*Texte fourni:*
━━━━
Quand le choc énergétique et alimentaire déclenchent grèves, manifestations et parfois des révoltes. Alors que des grèves se répandent en Europe et internationalement contre l’austérité et l’inflation, un conflit explosif émerge entre la classe ouvrière et l’oligarchie financière.
En 2022, la pression accumulée de ces éléments s’entre-croisant de la crise capitaliste mondiale a atteint l’équivalent d’une masse critique, c’est-à-dire qu’ils ont atteint le point où la dynamique de la crise dépasse la capacité des gouvernements à contrôler le mouvement vers un cataclysme social. Faut-il redouter un second Mai 68 puissance 2 dans le futur ?
55. La flambée des prix a accéléré les processus sous-jacents qui entraînent une montée de la lutte des classes dans le monde entier. La longue période de stagnation imposée par le mécanisme des appareils syndicaux se heurte à une opposition massive. Dans chaque pays, on assiste à un renouveau du militantisme de la classe ouvrière. « Les lois de l’histoire », comme l’a écrit Trotsky, « sont plus puissantes que l’appareil bureaucratique ».
56. L’augmentation du coût de la vie, notamment la flambée des prix des denrées de première nécessité, est un des principaux facteurs de la montée de l’agitation sociale. Selon le Fonds monétaire international, le prix du blé a augmenté de 80 % entre avril 2020 et décembre 2021, à mesure que la pandémie de COVID-19 s’installait dans le monde, faisant monter les prix alimentaires à leur plus haut niveau depuis les années 1970. En 2022, le prix du blé a encore bondi de 37% et celui du maïs de 21%. Les contrats à terme sur le blé sont 80% plus élevés qu’il y a six mois et ceux sur le maïs de 58%.
━━━━
Données d'ancrage d'objets en langage naturel:
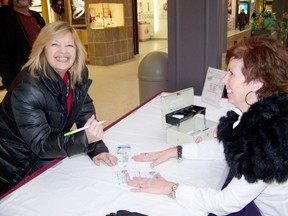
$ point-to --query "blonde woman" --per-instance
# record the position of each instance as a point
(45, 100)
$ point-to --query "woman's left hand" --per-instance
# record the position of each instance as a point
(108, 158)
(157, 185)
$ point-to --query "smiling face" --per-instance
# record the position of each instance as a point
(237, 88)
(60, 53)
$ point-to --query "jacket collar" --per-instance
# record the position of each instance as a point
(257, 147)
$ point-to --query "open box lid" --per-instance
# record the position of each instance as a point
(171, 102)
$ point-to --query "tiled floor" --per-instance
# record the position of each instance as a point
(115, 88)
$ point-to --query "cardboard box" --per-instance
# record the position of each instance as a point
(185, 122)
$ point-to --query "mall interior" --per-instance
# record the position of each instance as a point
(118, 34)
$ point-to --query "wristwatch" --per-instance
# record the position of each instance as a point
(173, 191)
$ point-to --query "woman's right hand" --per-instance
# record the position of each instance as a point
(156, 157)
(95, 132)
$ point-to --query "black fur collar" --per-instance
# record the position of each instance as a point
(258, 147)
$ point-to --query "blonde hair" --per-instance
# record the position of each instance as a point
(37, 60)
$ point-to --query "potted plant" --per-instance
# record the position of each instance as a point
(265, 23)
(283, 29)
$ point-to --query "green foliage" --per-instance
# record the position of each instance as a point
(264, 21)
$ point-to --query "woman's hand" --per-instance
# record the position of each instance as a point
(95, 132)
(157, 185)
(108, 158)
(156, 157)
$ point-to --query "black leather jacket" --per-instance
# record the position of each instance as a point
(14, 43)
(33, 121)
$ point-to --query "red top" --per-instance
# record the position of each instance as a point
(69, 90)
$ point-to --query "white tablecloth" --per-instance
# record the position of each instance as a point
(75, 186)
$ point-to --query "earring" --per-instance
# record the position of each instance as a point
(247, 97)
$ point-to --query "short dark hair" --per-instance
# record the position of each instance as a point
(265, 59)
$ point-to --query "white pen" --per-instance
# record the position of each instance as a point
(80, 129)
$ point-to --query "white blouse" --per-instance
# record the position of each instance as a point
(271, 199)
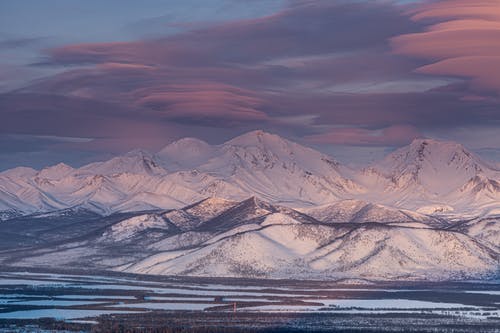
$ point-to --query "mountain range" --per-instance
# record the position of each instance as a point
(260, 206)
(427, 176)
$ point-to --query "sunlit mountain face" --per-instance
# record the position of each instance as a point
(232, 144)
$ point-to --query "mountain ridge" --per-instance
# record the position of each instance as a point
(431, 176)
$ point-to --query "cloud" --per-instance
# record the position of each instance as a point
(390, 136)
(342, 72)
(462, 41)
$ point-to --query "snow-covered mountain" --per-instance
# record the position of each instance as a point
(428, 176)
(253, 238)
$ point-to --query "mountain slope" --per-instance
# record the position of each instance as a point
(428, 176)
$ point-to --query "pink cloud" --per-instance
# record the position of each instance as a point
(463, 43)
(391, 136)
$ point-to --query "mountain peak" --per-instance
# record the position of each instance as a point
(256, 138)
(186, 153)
━━━━
*Consigne 1:* Relevez tous les pourcentages de hausse cités dans le texte sur la lutte des classes, en indiquant pour chacun le produit concerné.
*Consigne 2:* Poursuivez, s'il vous plaît, le texte sur la lutte des classes après sa dernière phrase.

*Réponse attendue 1:*
- 80 % : prix du blé entre avril 2020 et décembre 2021
- 37 % : prix du blé en 2022
- 21 % : prix du maïs en 2022
- 80 % : contrats à terme sur le blé par rapport à il y a six mois
- 58 % : contrats à terme sur le maïs par rapport à il y a six mois

*Réponse attendue 2:*
57. Au Sri Lanka, les manifestations contre le gouvernement ont commencé fin mars et se sont poursuivies en avril et mai, culminant dans trois grèves générales massives qui ont forcé à la démission le président Gotabhaya Rajapakse, qui a fui le pays. D’importantes manifestations centrées sur les prix des denrées alimentaires et du carburant ont également eu lieu en Équateur, au Pérou, au Liban, au Pakistan et dans d’autres pays.
58. En Turquie, il y eut une série de grèves sauvages en décembre et en janvier, impliquant des travailleurs de l’acier, du papier, de la chaussure, du fer et de la construction.
59. En Iran, les manifestations antigouvernementales ont commencé en septembre après la mort de Mahsa Amin, arrêtée par la Police de la moralité pour avoir prétendument enfreint la loi sur le hijab obligatoire. Les premières manifestations ont impliqué principalement des couches de la classe moyenne motivées par l’hostilité au régime bourgeois clérical de l’ayatollah Khamenei. L’impérialisme américain cherche également à exploiter la crise intérieure en Iran pour promouvoir ses propres intérêts au Moyen-Orient.
60. En décembre, des couches de la classe ouvrière iranienne – notamment, des ouvriers de la pétrochimie, des travailleurs de l’acier et du ciment, et des chauffeurs de bus – ont participé à une «grève nationale» de trois jours dans le cadre des manifestations. Le développement des protestations dans une direction progressive – en opposition au gouvernement bourgeois en Iran sans soutenir les opérations de changement de régime de l’impérialisme américain – dépend de la construction d’une direction trotskyste dans la classe ouvrière.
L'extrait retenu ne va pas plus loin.